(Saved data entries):
+++

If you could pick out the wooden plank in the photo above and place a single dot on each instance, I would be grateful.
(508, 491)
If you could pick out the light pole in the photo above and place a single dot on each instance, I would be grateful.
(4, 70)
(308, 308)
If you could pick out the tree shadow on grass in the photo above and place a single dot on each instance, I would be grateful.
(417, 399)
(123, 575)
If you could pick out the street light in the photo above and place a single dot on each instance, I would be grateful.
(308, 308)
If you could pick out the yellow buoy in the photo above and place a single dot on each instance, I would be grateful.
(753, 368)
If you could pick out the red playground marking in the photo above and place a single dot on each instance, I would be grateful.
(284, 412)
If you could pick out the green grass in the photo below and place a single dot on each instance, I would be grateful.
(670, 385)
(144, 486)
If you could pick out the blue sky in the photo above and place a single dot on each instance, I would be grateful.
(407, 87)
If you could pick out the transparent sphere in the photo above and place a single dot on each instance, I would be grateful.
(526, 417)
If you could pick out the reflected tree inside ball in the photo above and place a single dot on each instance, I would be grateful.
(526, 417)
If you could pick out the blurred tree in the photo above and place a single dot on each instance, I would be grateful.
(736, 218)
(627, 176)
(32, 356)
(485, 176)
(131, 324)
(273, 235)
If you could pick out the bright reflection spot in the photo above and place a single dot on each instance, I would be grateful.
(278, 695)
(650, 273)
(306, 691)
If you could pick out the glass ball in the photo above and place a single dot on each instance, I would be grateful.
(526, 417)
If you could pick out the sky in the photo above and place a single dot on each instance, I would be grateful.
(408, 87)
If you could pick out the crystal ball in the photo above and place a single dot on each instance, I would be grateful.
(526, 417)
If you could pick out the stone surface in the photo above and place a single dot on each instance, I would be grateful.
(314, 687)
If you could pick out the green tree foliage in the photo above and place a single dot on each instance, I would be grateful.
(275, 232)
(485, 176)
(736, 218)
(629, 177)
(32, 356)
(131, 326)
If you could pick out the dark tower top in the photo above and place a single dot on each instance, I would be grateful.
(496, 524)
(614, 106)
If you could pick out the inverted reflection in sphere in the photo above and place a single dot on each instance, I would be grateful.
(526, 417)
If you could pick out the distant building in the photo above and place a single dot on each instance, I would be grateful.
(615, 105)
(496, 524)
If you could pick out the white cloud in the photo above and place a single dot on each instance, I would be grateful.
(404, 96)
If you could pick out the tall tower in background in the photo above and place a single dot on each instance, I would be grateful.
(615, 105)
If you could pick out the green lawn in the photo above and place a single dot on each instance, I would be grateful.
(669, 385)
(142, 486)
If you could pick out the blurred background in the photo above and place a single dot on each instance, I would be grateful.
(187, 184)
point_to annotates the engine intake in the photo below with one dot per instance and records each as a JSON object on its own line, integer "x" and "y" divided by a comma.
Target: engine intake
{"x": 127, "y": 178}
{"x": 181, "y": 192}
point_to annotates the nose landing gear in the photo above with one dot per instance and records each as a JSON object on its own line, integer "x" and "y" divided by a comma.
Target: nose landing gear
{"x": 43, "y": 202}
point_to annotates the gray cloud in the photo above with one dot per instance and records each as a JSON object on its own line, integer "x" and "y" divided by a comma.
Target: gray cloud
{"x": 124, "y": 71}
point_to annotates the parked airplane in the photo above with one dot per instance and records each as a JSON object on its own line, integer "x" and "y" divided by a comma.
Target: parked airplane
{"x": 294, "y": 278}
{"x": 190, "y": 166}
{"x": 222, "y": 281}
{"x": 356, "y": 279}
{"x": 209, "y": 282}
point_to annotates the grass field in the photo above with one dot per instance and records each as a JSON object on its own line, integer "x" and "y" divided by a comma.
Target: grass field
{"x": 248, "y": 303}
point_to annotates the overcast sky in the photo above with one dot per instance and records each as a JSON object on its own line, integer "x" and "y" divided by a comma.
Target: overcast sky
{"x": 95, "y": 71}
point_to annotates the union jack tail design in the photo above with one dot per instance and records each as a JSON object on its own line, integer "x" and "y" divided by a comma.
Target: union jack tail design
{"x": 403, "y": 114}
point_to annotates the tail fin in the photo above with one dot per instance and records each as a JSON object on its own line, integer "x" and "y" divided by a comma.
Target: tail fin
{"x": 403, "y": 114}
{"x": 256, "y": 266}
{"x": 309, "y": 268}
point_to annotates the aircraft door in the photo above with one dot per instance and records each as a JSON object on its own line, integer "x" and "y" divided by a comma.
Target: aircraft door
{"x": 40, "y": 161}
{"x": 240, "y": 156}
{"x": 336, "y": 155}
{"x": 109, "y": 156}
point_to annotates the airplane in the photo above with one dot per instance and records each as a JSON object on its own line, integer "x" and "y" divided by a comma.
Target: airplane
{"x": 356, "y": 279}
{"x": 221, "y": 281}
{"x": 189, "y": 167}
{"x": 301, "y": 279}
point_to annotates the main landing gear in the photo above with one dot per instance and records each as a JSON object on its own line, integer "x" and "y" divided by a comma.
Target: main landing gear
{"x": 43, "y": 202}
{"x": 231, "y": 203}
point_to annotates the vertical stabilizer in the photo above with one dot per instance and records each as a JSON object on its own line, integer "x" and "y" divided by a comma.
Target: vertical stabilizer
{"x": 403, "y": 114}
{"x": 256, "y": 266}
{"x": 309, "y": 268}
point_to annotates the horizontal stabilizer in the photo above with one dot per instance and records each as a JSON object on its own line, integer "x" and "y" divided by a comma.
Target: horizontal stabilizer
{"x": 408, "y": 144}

+++

(Your assignment):
Without any change, reproduce the data in full.

(Expected output):
If you could pick out the wooden plank in the photo above and place a single dot on each instance, I would be grateful.
(508, 491)
If you could pick out the light pole in the photo above and place a single dot on each instance, I would be grateful.
(4, 70)
(308, 308)
If you could pick out the tree shadow on grass in the photo above and place a single dot on each instance, I would be grateful.
(417, 399)
(123, 575)
If you could pick out the street light in the photo above and place a single dot on each instance, I would be grateful.
(308, 308)
If you could pick out the yellow buoy in the photo above and place a single dot on each instance, I would be grateful.
(753, 368)
If you could pick out the red playground marking in the photo above and place a single dot on each instance, I would be grateful.
(284, 412)
If you could pick out the green grass in the photo below and place a single dot on each instance, I would be grateful.
(670, 385)
(144, 486)
If you could pick out the blue sky in the photo above and place a single dot on each instance, I would be grateful.
(407, 87)
If you could pick out the transparent sphere in the photo above and place a single dot on each instance, I would be grateful.
(526, 417)
If you could pick out the reflected tree inside ball in the photo above and place a single dot on each instance, I would be grateful.
(526, 417)
If you could pick out the blurred tree in the photo above and place a single dot on each instance, I would be grateful.
(736, 218)
(627, 176)
(32, 356)
(485, 176)
(131, 324)
(273, 235)
If you could pick out the bright reflection spot in the photo above and place a single dot on each instance, I would be grateful.
(278, 695)
(650, 273)
(306, 691)
If you could pick out the glass ball in the photo above and place a single dot on each instance, I would be grateful.
(526, 417)
If you could pick out the sky in the photo above and place a single dot on each instance, I would be grateful.
(408, 87)
If you could pick out the crystal ball in the photo above and place a single dot on each instance, I would be grateful.
(526, 417)
If you could pick out the stone surface in the photo above and place a single dot on each instance, I would be grateful.
(314, 687)
If you could pick out the green tree foliage in the photo above and place a single dot on each instance, I would be grateful.
(275, 232)
(485, 176)
(736, 218)
(629, 177)
(32, 356)
(131, 326)
If you could pick out the dark tower top in the photo above and place a single dot on each instance, I would be grateful.
(496, 524)
(614, 106)
If you could pick out the inverted reflection in sphere in the photo above and place a single dot on each instance, I would be grateful.
(526, 417)
If you could pick out the distant building in the photo above and place a single dot on each instance, I would be grateful.
(615, 105)
(496, 524)
If you could pick out the white cloud in the photo above and place a single dot on each instance, I would be grateful.
(404, 96)
If you could pick out the tall tower in background in the photo above and place a single dot on each instance, I would be grateful.
(615, 105)
If you could pick out the green lawn in the photo above and place a single dot on each instance, I would be grateful.
(669, 385)
(142, 486)
If you could pick out the blurred background in the photo above and place a single dot on each instance, I would be grateful.
(187, 184)
point_to annotates the engine intake in the photo below with one dot per instance and records each as a JSON object on its own line, integer "x" and "y" divided by a comma.
Target: engine intake
{"x": 127, "y": 178}
{"x": 181, "y": 192}
point_to annotates the nose landing gear in the photo above with one dot per instance and records each as a JSON object on its own line, integer "x" and "y" divided by a comma.
Target: nose landing gear
{"x": 43, "y": 202}
point_to annotates the gray cloud in the photo above with one dot per instance and records each as a JSON object on its own line, integer "x" and "y" divided by a comma.
Target: gray cloud
{"x": 124, "y": 71}
point_to annotates the parked airplane in the photo above with one dot per instance and records each as a JSON object on its own line, integer "x" and "y" divided by a comma.
Target: parked airplane
{"x": 294, "y": 278}
{"x": 190, "y": 166}
{"x": 222, "y": 281}
{"x": 356, "y": 279}
{"x": 209, "y": 282}
point_to annotates the grass field in the photo above with one dot per instance and records each as a JSON object on its own line, integer "x" and "y" divided by a comma.
Target: grass field
{"x": 248, "y": 303}
point_to annotates the overcast sky in the photo above with one dot per instance and records each as a JSON object on its own line, integer "x" and "y" divided by a comma.
Target: overcast sky
{"x": 95, "y": 71}
point_to annotates the union jack tail design in the photo above with one dot per instance and records each as a JSON object on its own line, integer "x" and "y" divided by a comma.
Target: union jack tail design
{"x": 403, "y": 114}
point_to annotates the tail fin in the photo above with one dot per instance and records each as a JSON object on its own line, integer "x" and "y" divided by a comma.
Target: tail fin
{"x": 403, "y": 114}
{"x": 256, "y": 266}
{"x": 309, "y": 268}
point_to annotates the aircraft door in the photo above with one dot per instance and records each as a JSON object on its own line, integer "x" and "y" divided by a comma.
Target: aircraft door
{"x": 40, "y": 161}
{"x": 240, "y": 156}
{"x": 336, "y": 155}
{"x": 109, "y": 156}
point_to annotates the airplane in the photo above with one dot per instance and records each as a JSON object on its own line, integer "x" and "y" divided by a comma.
Target: airplane
{"x": 356, "y": 279}
{"x": 221, "y": 281}
{"x": 189, "y": 167}
{"x": 301, "y": 279}
point_to annotates the main landing gear in the photo above with one dot per instance and records each as a JSON object on its own line, integer "x" and "y" divided by a comma.
Target: main landing gear
{"x": 43, "y": 202}
{"x": 231, "y": 203}
point_to annotates the vertical stabilizer in the photo above with one dot per instance and records each as a JSON object on its own line, integer "x" and "y" divided by a comma.
Target: vertical stabilizer
{"x": 403, "y": 114}
{"x": 256, "y": 266}
{"x": 309, "y": 268}
point_to annotates the horizontal stabilizer in the photo above with one dot per instance and records each as a JSON object on its own line, integer "x" and "y" divided by a comma.
Target: horizontal stabilizer
{"x": 408, "y": 144}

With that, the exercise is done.